■ **Document segment**
========

Today
is Corpus Christi, the day the Church gives thanks for the institution of Holy
Communion. That institution took place on the day we call Maundy Thursday, on
the night of Jesus’ arrest, illegal trial by night, hours before his murder. We
mark that too, but as a sombre occasion. This day, Corpus Christi, is a
celebration of the gift, of the benefits of this tangible expression of an
intangible reality, Jesus with us, nourishing is with his presence.
As
a faith tradition, we remember by enacting. Our memory, our belonging, our
identity is embodied. Our being drawn into the body of Christ is embodied. As a
faith community, the local congregation of which I am a part enacts Holy
Communion every Thursday and Sunday. But this year, we have been unable to
enact Holy Communion, on Maundy Thursday or Corpus Christi, or any of the days
since we went into lockdown. So, what does that do to our remembering? What
impact does it have on our memory, our belonging, our identity?
For
most of my life, I have been a writer. From perhaps the age of four, I wrote,
first with a pencil and then with a pen, until the age of eighteen. A pencil and
a pen are not the same, exactly, for it is easier to erase what you write with
a pencil; but they both involve the physical shaping of characters with a tool.
From
the age of eighteen, my writing experienced a shift to a keyboard. The
muscle-memory of writing started to be over-written. As it happens, I have
dyspraxia, a spatial and memory impairment, and one that has impacted me more
as I have grown older. I have never been able to keep hold of the layout of a
keyboard. I go looking for every letter every time.
More
recently, my writing has experienced another shift. Now, most of my writing is
done on a virtual keyboard. Now I write with my two thumbs, rather than the
index and middle fingers of my right hand. Now, the gap between locating the
letters is shorter, though I still have to locate them.

========

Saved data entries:
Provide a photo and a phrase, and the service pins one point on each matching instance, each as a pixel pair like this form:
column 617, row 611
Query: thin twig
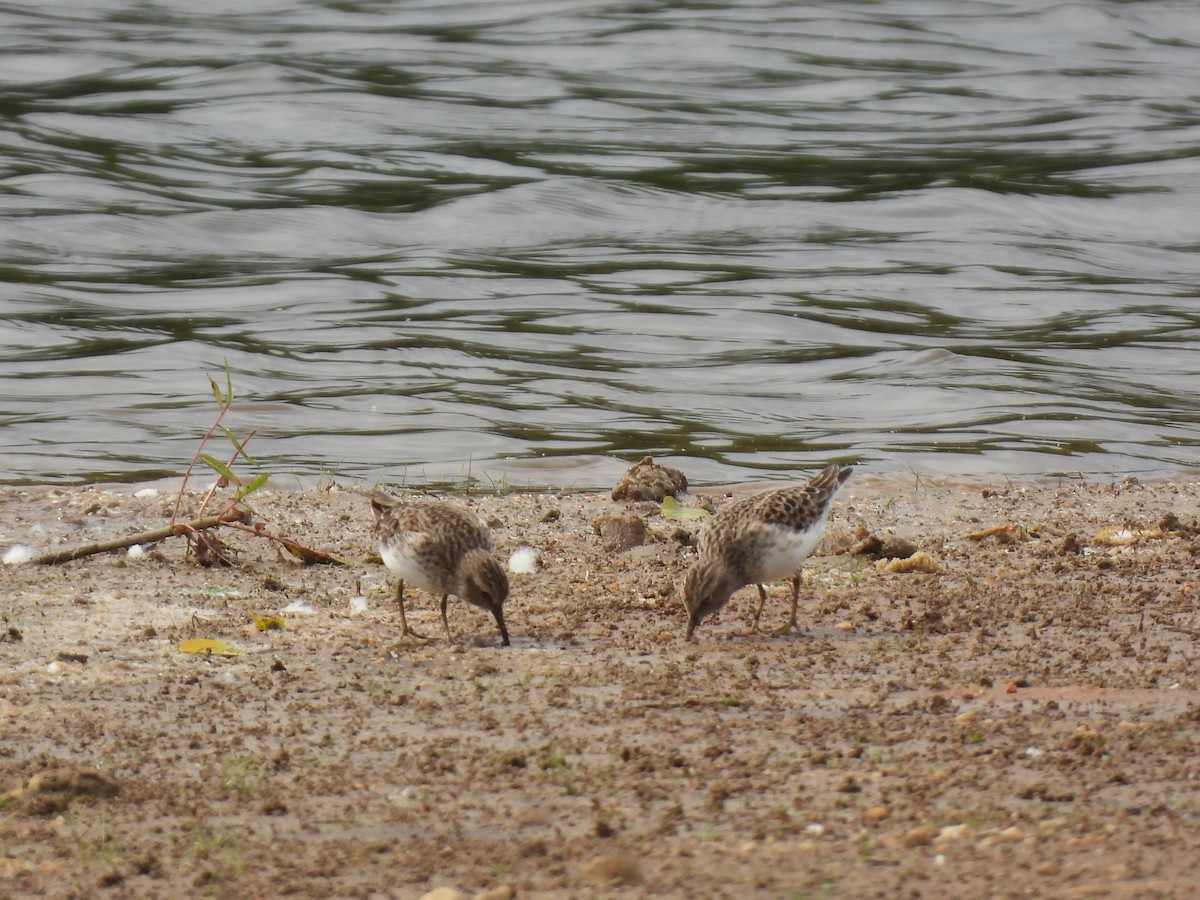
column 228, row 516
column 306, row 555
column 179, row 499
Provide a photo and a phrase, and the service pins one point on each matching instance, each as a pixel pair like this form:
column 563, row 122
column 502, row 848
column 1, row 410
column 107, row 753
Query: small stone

========

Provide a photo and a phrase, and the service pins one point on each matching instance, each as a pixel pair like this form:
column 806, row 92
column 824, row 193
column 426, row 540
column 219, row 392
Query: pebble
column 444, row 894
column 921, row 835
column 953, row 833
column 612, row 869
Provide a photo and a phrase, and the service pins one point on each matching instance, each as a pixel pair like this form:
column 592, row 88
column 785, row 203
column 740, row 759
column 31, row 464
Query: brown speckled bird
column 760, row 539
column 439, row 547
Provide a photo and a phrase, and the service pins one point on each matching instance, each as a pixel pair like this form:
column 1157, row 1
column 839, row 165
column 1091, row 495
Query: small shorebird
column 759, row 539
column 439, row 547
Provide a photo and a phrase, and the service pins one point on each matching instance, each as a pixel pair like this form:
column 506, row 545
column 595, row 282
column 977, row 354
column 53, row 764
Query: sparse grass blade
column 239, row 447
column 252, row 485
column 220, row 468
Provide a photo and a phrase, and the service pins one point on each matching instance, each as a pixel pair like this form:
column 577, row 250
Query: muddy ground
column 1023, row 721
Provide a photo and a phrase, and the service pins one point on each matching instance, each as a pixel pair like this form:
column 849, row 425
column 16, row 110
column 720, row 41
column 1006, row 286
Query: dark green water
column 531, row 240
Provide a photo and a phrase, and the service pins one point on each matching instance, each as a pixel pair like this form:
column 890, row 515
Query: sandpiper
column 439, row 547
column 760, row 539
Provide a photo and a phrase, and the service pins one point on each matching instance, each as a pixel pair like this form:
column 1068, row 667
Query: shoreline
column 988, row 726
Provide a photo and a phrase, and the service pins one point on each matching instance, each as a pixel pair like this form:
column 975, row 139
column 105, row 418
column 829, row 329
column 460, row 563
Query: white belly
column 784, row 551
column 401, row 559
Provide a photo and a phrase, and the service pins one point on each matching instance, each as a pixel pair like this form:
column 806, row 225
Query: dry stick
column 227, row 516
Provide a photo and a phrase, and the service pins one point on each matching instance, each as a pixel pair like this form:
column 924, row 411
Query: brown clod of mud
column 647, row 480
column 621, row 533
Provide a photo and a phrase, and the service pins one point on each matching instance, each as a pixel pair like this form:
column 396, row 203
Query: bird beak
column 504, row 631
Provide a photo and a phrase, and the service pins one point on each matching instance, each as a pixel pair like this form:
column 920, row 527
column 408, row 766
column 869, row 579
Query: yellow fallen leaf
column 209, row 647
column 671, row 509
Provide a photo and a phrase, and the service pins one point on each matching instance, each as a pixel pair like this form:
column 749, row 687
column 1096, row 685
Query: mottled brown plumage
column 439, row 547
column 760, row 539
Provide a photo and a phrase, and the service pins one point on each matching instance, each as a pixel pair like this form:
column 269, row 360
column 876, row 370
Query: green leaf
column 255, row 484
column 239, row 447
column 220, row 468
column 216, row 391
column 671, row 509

========

■ **Instruction 1**
Write out the full reflection on Corpus Christi and writing word for word.
■ **Instruction 2**
List each line in the entries that contains the string "small". Matching is case-sensitive.

■ **Output 1**
Today
is Corpus Christi, the day the Church gives thanks for the institution of Holy
Communion. That institution took place on the day we call Maundy Thursday, on
the night of Jesus’ arrest, illegal trial by night, hours before his murder. We
mark that too, but as a sombre occasion. This day, Corpus Christi, is a
celebration of the gift, of the benefits of this tangible expression of an
intangible reality, Jesus with us, nourishing is with his presence.
As
a faith tradition, we remember by enacting. Our memory, our belonging, our
identity is embodied. Our being drawn into the body of Christ is embodied. As a
faith community, the local congregation of which I am a part enacts Holy
Communion every Thursday and Sunday. But this year, we have been unable to
enact Holy Communion, on Maundy Thursday or Corpus Christi, or any of the days
since we went into lockdown. So, what does that do to our remembering? What
impact does it have on our memory, our belonging, our identity?
For
most of my life, I have been a writer. From perhaps the age of four, I wrote,
first with a pencil and then with a pen, until the age of eighteen. A pencil and
a pen are not the same, exactly, for it is easier to erase what you write with
a pencil; but they both involve the physical shaping of characters with a tool.
From
the age of eighteen, my writing experienced a shift to a keyboard. The
muscle-memory of writing started to be over-written. As it happens, I have
dyspraxia, a spatial and memory impairment, and one that has impacted me more
as I have grown older. I have never been able to keep hold of the layout of a
keyboard. I go looking for every letter every time.
More
recently, my writing has experienced another shift. Now, most of my writing is
done on a virtual keyboard. Now I write with my two thumbs, rather than the
index and middle fingers of my right hand. Now, the gap between locating the
letters is shorter, though I still have to locate them.

■ **Output 2**
Query: small stone
Query: small shorebird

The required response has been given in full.